Give back the records in the stretch from the line containing "Where can the outboard" through the line containing "point(321, 236)", switching "thickest part" to "widest part" and leaving everything else unchanged.

- **Supplied data**
● ● ● ● ●
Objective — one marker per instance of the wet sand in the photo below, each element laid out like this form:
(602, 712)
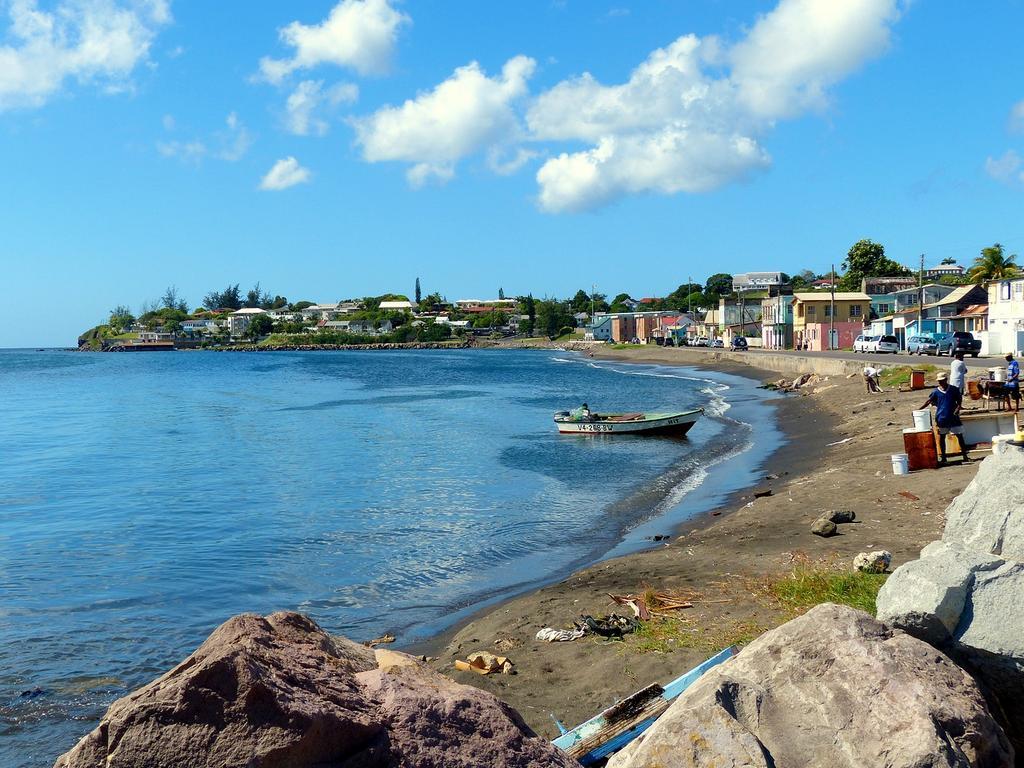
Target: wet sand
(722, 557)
● ● ● ● ●
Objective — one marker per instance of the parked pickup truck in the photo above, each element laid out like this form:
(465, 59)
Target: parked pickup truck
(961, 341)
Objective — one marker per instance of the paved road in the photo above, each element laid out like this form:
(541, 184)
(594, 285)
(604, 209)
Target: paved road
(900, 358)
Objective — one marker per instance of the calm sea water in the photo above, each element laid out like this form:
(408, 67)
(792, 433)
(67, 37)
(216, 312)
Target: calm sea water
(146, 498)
● ● ● ● ●
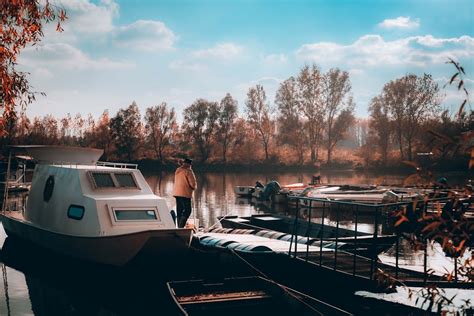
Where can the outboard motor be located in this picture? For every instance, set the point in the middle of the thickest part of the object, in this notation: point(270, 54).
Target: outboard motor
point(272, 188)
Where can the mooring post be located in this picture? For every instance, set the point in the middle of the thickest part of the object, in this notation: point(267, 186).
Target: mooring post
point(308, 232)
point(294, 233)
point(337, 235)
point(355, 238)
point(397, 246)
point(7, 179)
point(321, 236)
● ● ● ● ●
- **Complete response**
Where can the outboard motor be located in this picture? For every instance, set the point in the middle of the widest part of the object, in this notation: point(270, 54).
Target: outboard motor
point(272, 188)
Where can the mooring post be located in this picture? For every instance, set the point in the middle of the widest part of the object, in this notation: point(267, 186).
Target: mooring post
point(308, 232)
point(294, 233)
point(337, 235)
point(355, 238)
point(397, 246)
point(7, 179)
point(321, 236)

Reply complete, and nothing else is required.